[Start of section]

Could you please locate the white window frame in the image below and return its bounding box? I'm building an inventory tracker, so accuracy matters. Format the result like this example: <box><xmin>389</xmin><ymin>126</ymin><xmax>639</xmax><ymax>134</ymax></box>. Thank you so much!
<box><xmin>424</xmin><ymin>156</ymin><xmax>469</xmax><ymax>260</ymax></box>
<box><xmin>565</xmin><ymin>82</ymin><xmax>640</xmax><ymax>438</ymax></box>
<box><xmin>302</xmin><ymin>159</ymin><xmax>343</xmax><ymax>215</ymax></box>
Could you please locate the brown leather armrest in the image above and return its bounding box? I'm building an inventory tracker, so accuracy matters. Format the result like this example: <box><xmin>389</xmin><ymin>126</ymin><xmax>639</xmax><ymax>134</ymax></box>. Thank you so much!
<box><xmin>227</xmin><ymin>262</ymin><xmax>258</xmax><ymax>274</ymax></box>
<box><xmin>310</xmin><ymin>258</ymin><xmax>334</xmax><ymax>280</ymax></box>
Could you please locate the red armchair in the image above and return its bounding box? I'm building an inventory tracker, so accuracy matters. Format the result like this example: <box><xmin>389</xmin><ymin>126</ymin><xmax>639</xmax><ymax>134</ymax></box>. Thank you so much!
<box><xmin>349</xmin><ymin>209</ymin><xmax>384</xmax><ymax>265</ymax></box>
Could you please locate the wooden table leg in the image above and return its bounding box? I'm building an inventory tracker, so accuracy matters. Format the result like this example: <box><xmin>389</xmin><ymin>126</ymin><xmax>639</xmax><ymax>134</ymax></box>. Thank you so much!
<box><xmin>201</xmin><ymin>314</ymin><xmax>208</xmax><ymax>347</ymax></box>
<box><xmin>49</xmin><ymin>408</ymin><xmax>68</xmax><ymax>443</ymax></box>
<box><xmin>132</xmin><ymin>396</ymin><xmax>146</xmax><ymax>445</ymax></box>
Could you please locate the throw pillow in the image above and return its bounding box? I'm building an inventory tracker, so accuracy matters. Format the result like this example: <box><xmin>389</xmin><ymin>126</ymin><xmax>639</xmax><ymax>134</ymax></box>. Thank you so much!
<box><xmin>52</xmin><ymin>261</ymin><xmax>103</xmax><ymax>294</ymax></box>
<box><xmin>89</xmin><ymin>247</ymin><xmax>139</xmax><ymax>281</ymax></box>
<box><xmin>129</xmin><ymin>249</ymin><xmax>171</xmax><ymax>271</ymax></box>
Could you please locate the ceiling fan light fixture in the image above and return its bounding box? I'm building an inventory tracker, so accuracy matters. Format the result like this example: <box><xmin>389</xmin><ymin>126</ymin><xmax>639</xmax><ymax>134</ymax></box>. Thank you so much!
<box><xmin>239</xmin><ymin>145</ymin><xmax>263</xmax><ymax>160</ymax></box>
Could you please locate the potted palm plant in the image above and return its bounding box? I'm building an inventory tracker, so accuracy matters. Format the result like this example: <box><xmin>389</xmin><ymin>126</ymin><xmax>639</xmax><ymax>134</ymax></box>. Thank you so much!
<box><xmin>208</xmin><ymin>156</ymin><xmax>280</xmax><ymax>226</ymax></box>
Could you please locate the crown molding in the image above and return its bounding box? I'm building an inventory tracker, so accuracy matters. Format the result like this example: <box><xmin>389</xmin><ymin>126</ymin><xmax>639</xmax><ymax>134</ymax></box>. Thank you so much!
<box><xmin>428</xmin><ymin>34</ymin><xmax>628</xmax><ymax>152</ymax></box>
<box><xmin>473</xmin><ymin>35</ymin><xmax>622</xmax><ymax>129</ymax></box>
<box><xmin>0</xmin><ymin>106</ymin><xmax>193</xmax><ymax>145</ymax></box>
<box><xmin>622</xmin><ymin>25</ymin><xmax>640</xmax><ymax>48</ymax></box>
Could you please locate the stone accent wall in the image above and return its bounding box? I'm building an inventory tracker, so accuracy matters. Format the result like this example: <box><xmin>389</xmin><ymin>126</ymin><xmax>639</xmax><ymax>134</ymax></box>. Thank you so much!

[End of section]

Restate the records word for word, keeping every line.

Could you please locate the white window frame in the image below and return its bounding box? I'm building an inventory tracker, so accuracy matters. Format the result like this example: <box><xmin>389</xmin><ymin>126</ymin><xmax>639</xmax><ymax>134</ymax></box>. Thank you so much!
<box><xmin>424</xmin><ymin>156</ymin><xmax>469</xmax><ymax>260</ymax></box>
<box><xmin>565</xmin><ymin>82</ymin><xmax>640</xmax><ymax>438</ymax></box>
<box><xmin>302</xmin><ymin>159</ymin><xmax>343</xmax><ymax>215</ymax></box>
Could you please locate the brown leather armrest in the image above and return its bounding box? I'm building an inventory tracker, so accuracy matters. Format the result like this example: <box><xmin>389</xmin><ymin>126</ymin><xmax>639</xmax><ymax>134</ymax></box>. Thank you so much!
<box><xmin>227</xmin><ymin>262</ymin><xmax>258</xmax><ymax>274</ymax></box>
<box><xmin>310</xmin><ymin>258</ymin><xmax>334</xmax><ymax>280</ymax></box>
Could you please locate the red armchair in the image above and return its bounding box? I'm building an inventory tracker, so accuracy matters. Format the result like this example: <box><xmin>389</xmin><ymin>126</ymin><xmax>639</xmax><ymax>134</ymax></box>. Thank you so much!
<box><xmin>349</xmin><ymin>209</ymin><xmax>384</xmax><ymax>265</ymax></box>
Could you please locate the wooden table leg in the image above and return its bounding box? I'm building an inventory tracker, so accuracy matters. Format the result like this example: <box><xmin>389</xmin><ymin>126</ymin><xmax>639</xmax><ymax>134</ymax></box>. Thank you so much!
<box><xmin>201</xmin><ymin>314</ymin><xmax>208</xmax><ymax>347</ymax></box>
<box><xmin>49</xmin><ymin>408</ymin><xmax>68</xmax><ymax>443</ymax></box>
<box><xmin>132</xmin><ymin>396</ymin><xmax>146</xmax><ymax>445</ymax></box>
Could you please locate the throw pillow in the image above and return its bounding box? I'm building an inventory tracker, so accuracy matters. Format the result like this example: <box><xmin>389</xmin><ymin>126</ymin><xmax>639</xmax><ymax>134</ymax></box>. Thank you so much!
<box><xmin>52</xmin><ymin>261</ymin><xmax>103</xmax><ymax>294</ymax></box>
<box><xmin>89</xmin><ymin>247</ymin><xmax>139</xmax><ymax>281</ymax></box>
<box><xmin>129</xmin><ymin>249</ymin><xmax>171</xmax><ymax>271</ymax></box>
Could you please locate the ceiling fan light fixture in the image above and return its bounding box? I'm building an inventory tracker, so accuracy matters. Format the result like this example: <box><xmin>389</xmin><ymin>126</ymin><xmax>639</xmax><ymax>134</ymax></box>. Thank you so much!
<box><xmin>239</xmin><ymin>145</ymin><xmax>263</xmax><ymax>160</ymax></box>
Could you please locate the potted palm plant in the image above and return its bounding box? I'm building an inventory tracker, so accuracy matters. Format the result like this example: <box><xmin>389</xmin><ymin>126</ymin><xmax>639</xmax><ymax>134</ymax></box>. Thank you so much!
<box><xmin>208</xmin><ymin>156</ymin><xmax>280</xmax><ymax>226</ymax></box>
Could you please locate the crown molding in the image above and return its bounding box? I'm building an inventory tracker, so accuracy matters. Format the result like this example: <box><xmin>389</xmin><ymin>126</ymin><xmax>639</xmax><ymax>134</ymax></box>. Thank you so much!
<box><xmin>428</xmin><ymin>34</ymin><xmax>628</xmax><ymax>152</ymax></box>
<box><xmin>473</xmin><ymin>35</ymin><xmax>622</xmax><ymax>129</ymax></box>
<box><xmin>0</xmin><ymin>106</ymin><xmax>193</xmax><ymax>145</ymax></box>
<box><xmin>622</xmin><ymin>25</ymin><xmax>640</xmax><ymax>48</ymax></box>
Could you please locate the stone accent wall in the image above and return its bounding box? I'm building an inventory tracker, so accuracy matters. Format the result like this example: <box><xmin>389</xmin><ymin>126</ymin><xmax>639</xmax><ymax>134</ymax></box>. Thank you so much!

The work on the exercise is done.